◆ **Try it**
Continue the text on optimizing API performance from the point where it stops.

◆ **Text section**

# # # # # # #

In this section are listed a few ideas on how to optimize the performance of an API. This list is definitely not exhaustive, but it gives some ways that may be worth testing the next time you are trying to improve the performance of your API(s).

Database optimization ⇒ adding DB indexes

The first optimization is usually to check if adding indexes in the DB could help speed up the queries executed by the slow routes.

It's not always possible, but when it is, it can hugely improve the performance and reduce the load on the DB.

However, indexes have to be carefully created. The choice of the columns or fields is very important for the index performance.

In our case, thanks to the database monitor, we manage to reduce the latency of a few routes by adding efficient indexes. For example, the p50 of the following route went from 200ms to 20ms !

Example of impact of adding an index on a route

⚠️ Note that having too many indexes on a table or collection can badly impact the performance of the write operations !

If you want to further optimize your database, and more specifically MongoDB, please check the article How do We Optimize MongoDB Latency and Reduce Cost of my colleague Kei (@keidarcy).

Code optimization ⇒ parallelizing I/O

Another simple optimization for reducing the execution time of a route is to check if I/O operations can be parallelized/executed concurrently. For example, let's look at the following endpoint.

@Get()
async getAllProductsAndServices() {
  // Running sequentially
  // Maximum duration is first query + second query
  const products = await this.productsRepository.find()
  const services = await this.servicesRepository.find()

    return { products, services }
}

This example works fine, except that it executes everything sequentially. In this case, the operations can be parallelized as they do not depend on each other.

@Get()
async getAllProductsAndServices() {
  // Running concurrently
  // Maximum duration is one of the 2 queries
  const [products, services] = await Promise.all([
    this.productsRepository.find(),
    this.servicesRepository.find()
  ])

    return { products, services }
}

We can see the effect of such change in the following route. The p95 was reduced from ~1600ms to ~800ms. The usage of lean also helped here (more on this later).

Example of impact of adding parallelization

📢 It's worth mentioning also that some ORMs run multiple queries behind the scenes. For example, when using populate with Mongoose, it will query the main model, retrieve the document, and then query the sub-models. So, if if there are multiple levels of populate, it will sequentially do the same number of round trips to the DB.

Code optimization ⇒ offloading to worker threads

ℹ️ This section is mostly useful for languages that have an event loop.

For endpoints that need to use the CPU quite a bit, for example when computing some AI stuff or for some heavy SSR endpoints, it's possible to offload the CPU computations to a worker thread. More specifically, using worker threads allows to move the computations from the event loop’s thread to other (worker) threads, effectively allowing the event loop's thread to continue processing other tasks.

# # # # # # #

◆ **Information given**
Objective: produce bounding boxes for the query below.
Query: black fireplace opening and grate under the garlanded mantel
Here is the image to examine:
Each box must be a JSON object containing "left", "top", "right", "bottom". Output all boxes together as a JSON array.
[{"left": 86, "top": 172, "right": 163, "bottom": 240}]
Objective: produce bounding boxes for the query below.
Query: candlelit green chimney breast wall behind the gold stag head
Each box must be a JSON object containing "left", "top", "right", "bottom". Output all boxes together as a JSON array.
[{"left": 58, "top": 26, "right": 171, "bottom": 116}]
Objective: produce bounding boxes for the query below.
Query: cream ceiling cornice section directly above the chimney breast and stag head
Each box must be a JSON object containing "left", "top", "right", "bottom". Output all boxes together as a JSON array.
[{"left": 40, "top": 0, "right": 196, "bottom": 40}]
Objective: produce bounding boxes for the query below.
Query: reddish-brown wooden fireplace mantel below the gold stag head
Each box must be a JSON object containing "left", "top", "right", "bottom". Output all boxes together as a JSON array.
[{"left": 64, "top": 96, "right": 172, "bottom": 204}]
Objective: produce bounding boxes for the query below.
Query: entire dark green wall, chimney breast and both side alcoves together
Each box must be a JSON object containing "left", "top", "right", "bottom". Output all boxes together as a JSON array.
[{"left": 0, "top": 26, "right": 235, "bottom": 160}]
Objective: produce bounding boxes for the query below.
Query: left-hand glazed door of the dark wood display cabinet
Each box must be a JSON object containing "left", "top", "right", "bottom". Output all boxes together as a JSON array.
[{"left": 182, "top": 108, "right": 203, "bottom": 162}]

# # # # # # #

◆ **Output for this exercise**
To do so, the native worker threads module can be used directly, or wrapper libraries such as Piscina can help making the implementation more easy.

We applied this principle in 2 places in our codebase, especially for the SSR rendering. As expected, it didn't speed up the SSR rendering per se, but we noticed a noticeable improvement to the event loop delay.

For example, here are 2 small, unmodified, routes that had their p99 improved thanks to this.

Example 1 of improvement of p99 (due to event loop)
Graph showing impact of reducing event loop delay (2)

📢 Note that NodeJS is usually not the best option for apps that need to do very heavy computations.

⚠️ Note that your API needs to have access to at least 2 CPU cores in order for this optimization to be useful.

Code optimization ⇒ offloading to other instances

Another option for avoiding computations starving the event loop's thread is to move some load to other specialized instances. There are 3 ways for doing this.

Duplicate your API, but only serve a specific subset of routes

This consists of duplicating your API, usually by adding a new set of containers, and make these new instances handle specific routes. For example, if you have some routes that are really heavy on the API, it can help to let specific instances handle this route. This way, the first set of instances handling the normal routes are not impacted and do not get slower.

We are currently using this method for some heavy routes used for background jobs. The instances called by the frontend have become faster and more stable since this change.

Extract the subset of routes

This is a usually the next step after the first option above. The goal here is to move the code of the heavy routes to a new API, and removing the code from the current API.

This can be summarized as “creating a microservice handling specifically the heavy routes”. Obviously, this has a development cost, but it can help for scaling more efficiently the initial API and the new microservice.

Move logic that do not need to be instantaneous to events/jobs

Finally, when some logic does not need to be executed immediately, it can be worth moving the logic to background jobs (to be executed on other instances). This obviously removes load from the API as it has to do less work.

Note that eventual consistency can make things more difficult as it shifts the API from an synchronous system to an asynchronous one, but it is often needed to properly scale.

We are in the process of doing this but don't have yet any metric to share. However, we expect to reduce the pressure on the API, and therefore improve the latency, by moving more and more logic to background jobs handled by other instances.

Code optimization ⇒ only querying and returning what is needed

One optimization that is often overlooked is to make sure to query and return only what is needed. This optimization can be applied at two levels: (1) when querying the DB (2) when returning data from the API.

Depending on the size of the data in DB and the size of the data returned by the API, this can improve the performance quite substantially.

Queries on the DB

This is usually done by avoiding SELECT * , and instead only listing the needed columns.

Returned responses by the API

This can be more tricky.

If you have generic routes such as GET /api/users/:userId, then it's expected to return the whole corresponding object. One solution is to add query parameters for specifying what is needed, e.g. GET /api/users/:userId?include=address .

Another solution is to have specific routes, such as GET /api/users/:userId/address, but this can make things more difficult as the frontend might need to call more routes (e.g. getting the user's address, getting the user's job, …), which could effectively increasing the load instead of decreasing it.

📢 GraphQL is another solution that can help for this.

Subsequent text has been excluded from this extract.